● **Required work**
Please restate the data exactly, from the first line to the last.

● **Data excerpts**
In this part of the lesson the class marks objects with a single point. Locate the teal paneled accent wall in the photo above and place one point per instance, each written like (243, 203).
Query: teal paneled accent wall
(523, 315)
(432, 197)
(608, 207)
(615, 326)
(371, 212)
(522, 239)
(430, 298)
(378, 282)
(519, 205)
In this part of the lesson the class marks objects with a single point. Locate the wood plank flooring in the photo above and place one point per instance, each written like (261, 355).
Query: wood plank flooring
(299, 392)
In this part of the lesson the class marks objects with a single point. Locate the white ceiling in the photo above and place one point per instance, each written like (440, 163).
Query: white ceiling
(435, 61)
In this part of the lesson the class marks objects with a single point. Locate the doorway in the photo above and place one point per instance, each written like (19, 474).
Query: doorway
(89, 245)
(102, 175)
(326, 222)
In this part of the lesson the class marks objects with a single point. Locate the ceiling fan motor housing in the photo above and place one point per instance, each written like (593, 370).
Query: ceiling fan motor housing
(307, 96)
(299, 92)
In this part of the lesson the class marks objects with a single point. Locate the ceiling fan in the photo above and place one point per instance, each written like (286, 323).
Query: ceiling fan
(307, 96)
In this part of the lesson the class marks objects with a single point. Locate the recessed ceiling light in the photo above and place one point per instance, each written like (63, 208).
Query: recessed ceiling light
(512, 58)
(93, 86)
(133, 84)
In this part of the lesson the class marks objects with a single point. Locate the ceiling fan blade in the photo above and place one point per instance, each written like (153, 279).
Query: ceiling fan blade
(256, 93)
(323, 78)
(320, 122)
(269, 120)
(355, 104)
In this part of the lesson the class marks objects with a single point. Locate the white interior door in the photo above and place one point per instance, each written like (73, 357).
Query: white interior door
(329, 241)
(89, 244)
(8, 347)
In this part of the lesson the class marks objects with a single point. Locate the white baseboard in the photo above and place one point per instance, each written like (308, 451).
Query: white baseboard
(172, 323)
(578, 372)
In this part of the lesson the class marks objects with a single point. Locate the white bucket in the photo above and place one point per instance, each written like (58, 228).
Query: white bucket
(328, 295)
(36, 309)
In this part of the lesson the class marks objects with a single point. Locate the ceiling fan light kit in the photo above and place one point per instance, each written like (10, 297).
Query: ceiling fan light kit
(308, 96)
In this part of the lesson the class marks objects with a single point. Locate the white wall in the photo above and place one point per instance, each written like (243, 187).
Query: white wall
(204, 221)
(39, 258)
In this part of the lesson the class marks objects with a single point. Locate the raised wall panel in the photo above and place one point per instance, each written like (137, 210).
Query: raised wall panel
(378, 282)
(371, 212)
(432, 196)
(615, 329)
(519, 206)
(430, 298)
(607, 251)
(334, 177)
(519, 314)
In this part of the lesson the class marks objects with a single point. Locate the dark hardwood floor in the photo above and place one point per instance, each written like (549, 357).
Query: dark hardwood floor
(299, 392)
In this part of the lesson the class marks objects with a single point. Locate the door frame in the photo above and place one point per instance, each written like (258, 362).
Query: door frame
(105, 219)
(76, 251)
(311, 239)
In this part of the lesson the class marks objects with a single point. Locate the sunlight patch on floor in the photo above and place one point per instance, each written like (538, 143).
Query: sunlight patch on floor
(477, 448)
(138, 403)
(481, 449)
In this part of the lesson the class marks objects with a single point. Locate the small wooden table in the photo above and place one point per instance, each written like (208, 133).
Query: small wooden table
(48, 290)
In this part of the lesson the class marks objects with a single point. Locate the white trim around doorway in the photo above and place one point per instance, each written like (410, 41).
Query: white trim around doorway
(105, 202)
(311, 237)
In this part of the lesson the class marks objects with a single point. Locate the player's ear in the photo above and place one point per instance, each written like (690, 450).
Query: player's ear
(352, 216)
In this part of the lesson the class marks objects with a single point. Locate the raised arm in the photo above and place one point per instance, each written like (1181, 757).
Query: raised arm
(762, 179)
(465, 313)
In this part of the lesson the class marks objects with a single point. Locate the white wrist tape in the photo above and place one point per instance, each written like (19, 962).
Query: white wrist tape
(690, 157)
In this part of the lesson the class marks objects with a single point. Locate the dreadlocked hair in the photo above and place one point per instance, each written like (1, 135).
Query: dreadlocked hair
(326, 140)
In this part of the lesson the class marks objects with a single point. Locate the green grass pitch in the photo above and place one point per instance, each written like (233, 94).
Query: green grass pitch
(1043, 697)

● **Answer for the task**
In this part of the lesson the class marks objects with a single point. Locate the teal paneled accent wall in the photo above and place one point per instance, each written like (243, 203).
Query: teal paneled accent wall
(523, 315)
(432, 197)
(608, 207)
(615, 326)
(371, 212)
(522, 239)
(430, 298)
(378, 282)
(519, 205)
In this part of the lesson the class marks objects with a single point. Locate the wood plank flooring in the photo above and place one point per instance, each written like (261, 355).
Query: wood plank flooring
(299, 392)
In this part of the lesson the class marks objects with a single point. Locate the white ceiling in the photo above and place one point per instance, each written like (440, 163).
Query: white ceiling
(435, 61)
In this part of the lesson the class marks objects with a single point. Locate the doorway in the photo above and place one point per instance, each written like (19, 474).
Query: doorway
(89, 245)
(102, 175)
(326, 222)
In this part of the lesson the class marks objects with a single point. Locate the ceiling fan motor housing in the photo above and place one point per instance, each written like (593, 370).
Query: ceiling fan motor housing
(307, 96)
(299, 92)
In this part of the lesson the class marks objects with a single point. Locate the ceiling fan in the photo above and place one point per instance, each written like (286, 323).
Query: ceiling fan
(307, 96)
In this part of the lesson the class marks objects with a single point. Locate the recessed ceiling light in the photo above and place one point per instance, each written like (63, 208).
Query: recessed ceiling light
(512, 58)
(93, 86)
(133, 84)
In this part of the lesson the class marks objects with a single point. Locate the ceiling fan blade in the photo above and place one point per instance, each written like (153, 279).
Query: ceiling fan blade
(256, 93)
(323, 78)
(320, 122)
(269, 120)
(355, 104)
In this part of the lesson the class marks objects with a single point. Locate the white interior door in the photo above and place one point per instance, each written like (73, 357).
Query: white interior door
(329, 241)
(89, 244)
(8, 347)
In this part of the lesson the class marks objects with a single point. Locate the white baseboard in the photo above and place one point per instance, each written like (308, 451).
Query: white baseboard
(172, 323)
(578, 372)
In this part of the lesson the class marks objects with a single point. Locate the white bucket in the photo above and place one point per instance, each written like (58, 228).
Query: white bucket
(328, 295)
(36, 309)
In this part of the lesson the class marks objects with a single point. Locate the ceiling fan light kit in the photo above and place one point per instance, each written like (10, 297).
Query: ceiling fan light kit
(308, 96)
In this part of the lesson the class marks objects with a single point. Locate the white wall in the photo above and place one point per instance, each written like (243, 187).
Query: white wall
(204, 221)
(39, 258)
In this part of the lesson the class marks objects with a single point. Locate the raised wall panel in the photo above and place one point per instance, each written like (137, 210).
Query: raised wall panel
(378, 282)
(371, 212)
(432, 196)
(615, 329)
(519, 206)
(430, 298)
(607, 251)
(334, 177)
(519, 314)
In this part of the lesson the class marks objects with a single point. Locate the dark hardwood floor in the photo above and place one point per instance, each written like (549, 357).
Query: dark hardwood floor
(299, 392)
In this part of the lesson the class marks objects with a single point. Locate the door frame in the photo above and place one point per instance, each written like (258, 362).
Query: door frame
(105, 219)
(76, 251)
(311, 239)
In this part of the lesson the class marks objects with a single point. Locate the sunlight patch on floor in the photo above and place one point per instance, each written like (538, 143).
Query: sunlight patch on floor
(477, 448)
(138, 403)
(481, 449)
In this part of the lesson the class marks objects with a single point. Locate the small wooden table in the photo above and place one point per instance, each written like (208, 133).
Query: small wooden table
(48, 290)
In this part of the lesson the class marks objects with a single point. Locate the white trim around doorway in the photo above and place one point per instance, each written like (410, 41).
Query: white trim around doorway
(105, 202)
(311, 237)
In this part of the lesson the class marks objects with a single point. Locate the player's ear in the photo above and place one point per instance, each written like (690, 450).
Query: player's ear
(352, 216)
In this part of the lesson the class marks objects with a single point. Locate the raised arm in the photo above and place one point per instance, each written like (1181, 757).
Query: raised arm
(762, 179)
(465, 313)
In this part of the lesson the class marks objects with a single point. Locate the white wrist tape in the photo above and place one point per instance, each written like (19, 962).
Query: white wrist tape
(690, 157)
In this part of the lesson the class marks objects with a single point. Locate the dreadlocked hair in the photo above and place one point per instance, each written like (1, 135).
Query: dreadlocked hair
(326, 140)
In this part of the lesson the class marks objects with a single point. Locate the green grass pitch in the photo above and place one point per instance, each written like (233, 94).
Query: green grass pitch
(1043, 697)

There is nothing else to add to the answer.